#### What the exercise asks
In the data that follows, every line containing the word "Locate" should be returned.
..........
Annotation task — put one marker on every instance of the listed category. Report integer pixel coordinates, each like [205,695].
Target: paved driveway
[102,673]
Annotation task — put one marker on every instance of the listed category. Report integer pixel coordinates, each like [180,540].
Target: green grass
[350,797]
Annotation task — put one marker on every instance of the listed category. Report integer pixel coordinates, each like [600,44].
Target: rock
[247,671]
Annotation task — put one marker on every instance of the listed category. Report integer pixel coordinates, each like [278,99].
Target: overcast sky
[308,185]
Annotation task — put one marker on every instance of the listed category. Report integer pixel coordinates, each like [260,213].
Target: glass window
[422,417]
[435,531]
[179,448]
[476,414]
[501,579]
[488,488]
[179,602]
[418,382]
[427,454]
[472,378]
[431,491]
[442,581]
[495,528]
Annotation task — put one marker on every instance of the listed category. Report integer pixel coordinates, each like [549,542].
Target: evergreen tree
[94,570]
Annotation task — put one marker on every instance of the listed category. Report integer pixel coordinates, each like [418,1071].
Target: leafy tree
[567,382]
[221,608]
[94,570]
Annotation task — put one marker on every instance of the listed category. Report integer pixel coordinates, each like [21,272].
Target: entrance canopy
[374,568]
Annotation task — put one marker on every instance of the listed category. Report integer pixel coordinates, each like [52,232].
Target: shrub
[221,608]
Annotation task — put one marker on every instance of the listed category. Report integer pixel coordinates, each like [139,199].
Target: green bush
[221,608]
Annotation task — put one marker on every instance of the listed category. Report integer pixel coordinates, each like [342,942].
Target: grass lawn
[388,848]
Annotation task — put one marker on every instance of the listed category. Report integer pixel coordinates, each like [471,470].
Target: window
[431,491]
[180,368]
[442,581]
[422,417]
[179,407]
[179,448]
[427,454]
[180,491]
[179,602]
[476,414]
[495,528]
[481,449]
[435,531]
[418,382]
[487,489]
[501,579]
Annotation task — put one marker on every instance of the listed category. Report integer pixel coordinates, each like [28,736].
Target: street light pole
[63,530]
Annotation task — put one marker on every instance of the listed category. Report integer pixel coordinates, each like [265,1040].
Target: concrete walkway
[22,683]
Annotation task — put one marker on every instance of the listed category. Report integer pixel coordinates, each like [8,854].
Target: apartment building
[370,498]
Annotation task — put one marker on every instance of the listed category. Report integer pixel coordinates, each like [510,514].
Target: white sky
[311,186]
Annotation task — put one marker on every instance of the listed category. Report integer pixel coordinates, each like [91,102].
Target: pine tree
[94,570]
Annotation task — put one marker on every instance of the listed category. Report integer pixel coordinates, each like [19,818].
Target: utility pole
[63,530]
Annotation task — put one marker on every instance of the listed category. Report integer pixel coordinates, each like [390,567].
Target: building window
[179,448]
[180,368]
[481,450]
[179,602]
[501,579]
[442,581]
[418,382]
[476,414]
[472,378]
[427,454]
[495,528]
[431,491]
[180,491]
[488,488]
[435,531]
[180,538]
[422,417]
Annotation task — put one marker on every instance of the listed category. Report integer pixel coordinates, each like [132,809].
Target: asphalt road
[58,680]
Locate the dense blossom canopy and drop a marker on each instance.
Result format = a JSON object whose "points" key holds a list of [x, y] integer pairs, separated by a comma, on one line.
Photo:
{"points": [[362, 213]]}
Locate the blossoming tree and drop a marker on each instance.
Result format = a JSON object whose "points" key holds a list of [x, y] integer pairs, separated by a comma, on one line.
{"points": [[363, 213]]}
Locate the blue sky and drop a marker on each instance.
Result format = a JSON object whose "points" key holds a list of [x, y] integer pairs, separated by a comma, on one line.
..........
#### Task result
Locate the dense blossom canopy and drop a marker on each instance.
Locate the blossoming tree and drop a marker on each instance.
Locate the blue sky and drop a marker on each instance.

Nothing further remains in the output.